▸ WRITTEN REQUEST
Scale everything from the line containing "Put a pin on every instance of the rooftop" down to the end of the records, and give only those lines again, requests included. Multiply every x and y coordinate in the answers by 0.25 and round to whole numbers, with halves rounded up.

▸ LISTED RECORDS
╭──

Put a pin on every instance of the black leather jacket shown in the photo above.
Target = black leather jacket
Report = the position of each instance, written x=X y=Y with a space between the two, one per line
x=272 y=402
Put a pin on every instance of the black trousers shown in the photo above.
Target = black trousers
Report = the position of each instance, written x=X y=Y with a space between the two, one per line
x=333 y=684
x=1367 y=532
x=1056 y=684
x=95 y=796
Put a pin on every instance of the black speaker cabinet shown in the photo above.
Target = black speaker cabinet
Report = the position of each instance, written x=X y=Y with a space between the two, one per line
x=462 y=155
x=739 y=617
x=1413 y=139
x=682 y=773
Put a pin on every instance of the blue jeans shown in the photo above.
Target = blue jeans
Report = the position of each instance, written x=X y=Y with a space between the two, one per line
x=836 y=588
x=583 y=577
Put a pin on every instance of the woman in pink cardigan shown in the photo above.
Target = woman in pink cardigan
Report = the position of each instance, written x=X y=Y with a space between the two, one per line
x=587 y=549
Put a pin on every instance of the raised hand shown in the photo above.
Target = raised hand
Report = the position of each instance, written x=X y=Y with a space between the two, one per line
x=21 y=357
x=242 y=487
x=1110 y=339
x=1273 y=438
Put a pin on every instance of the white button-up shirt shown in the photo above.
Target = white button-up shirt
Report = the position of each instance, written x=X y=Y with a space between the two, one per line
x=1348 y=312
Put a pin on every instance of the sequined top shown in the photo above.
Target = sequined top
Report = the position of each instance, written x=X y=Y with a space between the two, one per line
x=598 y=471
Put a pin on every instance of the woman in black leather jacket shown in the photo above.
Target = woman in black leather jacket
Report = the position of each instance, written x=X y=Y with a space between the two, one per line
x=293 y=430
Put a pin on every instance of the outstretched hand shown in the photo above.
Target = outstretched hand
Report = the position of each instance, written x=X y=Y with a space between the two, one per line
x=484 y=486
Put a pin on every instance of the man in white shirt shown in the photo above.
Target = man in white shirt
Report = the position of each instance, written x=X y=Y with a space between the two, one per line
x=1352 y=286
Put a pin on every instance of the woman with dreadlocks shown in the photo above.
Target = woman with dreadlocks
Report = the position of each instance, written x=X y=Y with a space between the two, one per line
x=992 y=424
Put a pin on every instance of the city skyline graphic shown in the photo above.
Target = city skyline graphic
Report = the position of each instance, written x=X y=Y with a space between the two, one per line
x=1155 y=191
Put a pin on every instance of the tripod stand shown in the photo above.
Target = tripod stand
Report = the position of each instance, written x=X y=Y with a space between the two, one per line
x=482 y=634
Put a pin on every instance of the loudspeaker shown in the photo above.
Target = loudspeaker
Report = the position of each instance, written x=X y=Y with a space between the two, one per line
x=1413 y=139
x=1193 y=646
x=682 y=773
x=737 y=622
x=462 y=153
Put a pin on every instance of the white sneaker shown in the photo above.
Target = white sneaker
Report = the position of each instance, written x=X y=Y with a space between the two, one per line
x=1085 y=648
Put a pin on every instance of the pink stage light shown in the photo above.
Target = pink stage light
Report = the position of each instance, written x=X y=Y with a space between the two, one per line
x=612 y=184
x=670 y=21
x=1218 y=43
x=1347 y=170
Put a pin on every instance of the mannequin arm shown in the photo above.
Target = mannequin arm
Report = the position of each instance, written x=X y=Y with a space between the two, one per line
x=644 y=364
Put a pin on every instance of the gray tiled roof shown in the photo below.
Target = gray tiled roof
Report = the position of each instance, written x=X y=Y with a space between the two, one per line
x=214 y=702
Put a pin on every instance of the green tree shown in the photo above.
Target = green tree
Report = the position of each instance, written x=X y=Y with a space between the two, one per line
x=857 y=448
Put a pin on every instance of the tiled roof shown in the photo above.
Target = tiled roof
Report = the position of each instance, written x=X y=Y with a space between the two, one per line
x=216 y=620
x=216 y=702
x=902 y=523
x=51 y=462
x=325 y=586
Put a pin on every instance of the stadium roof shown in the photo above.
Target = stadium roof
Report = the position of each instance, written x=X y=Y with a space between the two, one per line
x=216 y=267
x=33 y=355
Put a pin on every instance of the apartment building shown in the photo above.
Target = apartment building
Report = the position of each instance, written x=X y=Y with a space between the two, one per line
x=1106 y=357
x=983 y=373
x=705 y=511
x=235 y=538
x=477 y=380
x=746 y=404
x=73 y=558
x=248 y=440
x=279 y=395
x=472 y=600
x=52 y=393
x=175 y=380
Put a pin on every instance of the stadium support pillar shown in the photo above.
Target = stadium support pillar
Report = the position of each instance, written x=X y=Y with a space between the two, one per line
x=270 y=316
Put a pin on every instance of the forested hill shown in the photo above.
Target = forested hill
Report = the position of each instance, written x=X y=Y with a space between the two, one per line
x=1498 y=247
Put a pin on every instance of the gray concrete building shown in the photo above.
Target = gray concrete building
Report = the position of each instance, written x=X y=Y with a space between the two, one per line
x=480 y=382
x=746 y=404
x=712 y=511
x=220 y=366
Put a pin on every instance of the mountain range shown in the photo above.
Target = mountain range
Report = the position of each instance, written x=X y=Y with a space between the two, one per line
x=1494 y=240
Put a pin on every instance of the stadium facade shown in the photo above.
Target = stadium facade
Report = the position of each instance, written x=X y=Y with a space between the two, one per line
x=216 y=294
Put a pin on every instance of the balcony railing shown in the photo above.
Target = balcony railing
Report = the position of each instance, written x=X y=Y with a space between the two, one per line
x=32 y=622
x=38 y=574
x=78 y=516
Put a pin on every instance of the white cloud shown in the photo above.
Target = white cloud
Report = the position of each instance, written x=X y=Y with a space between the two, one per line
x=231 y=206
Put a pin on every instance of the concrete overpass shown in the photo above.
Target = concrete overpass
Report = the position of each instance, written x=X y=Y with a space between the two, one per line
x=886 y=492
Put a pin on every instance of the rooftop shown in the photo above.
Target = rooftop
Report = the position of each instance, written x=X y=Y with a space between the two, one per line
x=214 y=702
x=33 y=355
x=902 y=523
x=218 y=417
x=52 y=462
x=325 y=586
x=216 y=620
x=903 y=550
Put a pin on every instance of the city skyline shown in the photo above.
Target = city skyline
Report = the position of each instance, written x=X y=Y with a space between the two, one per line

╰──

▸ RESPONSE
Put a pin on every instance of the rooftop shown in the photo above.
Target = rooftop
Report = the position of each instance, written x=X y=Y with a space between the two, one per line
x=54 y=176
x=8 y=89
x=226 y=131
x=55 y=104
x=13 y=116
x=81 y=147
x=54 y=155
x=226 y=138
Put a pin on every instance of the city skyline shown in the photo above.
Target = city skyline
Report = the position of each instance, written x=X y=Y with a space between the two, one per line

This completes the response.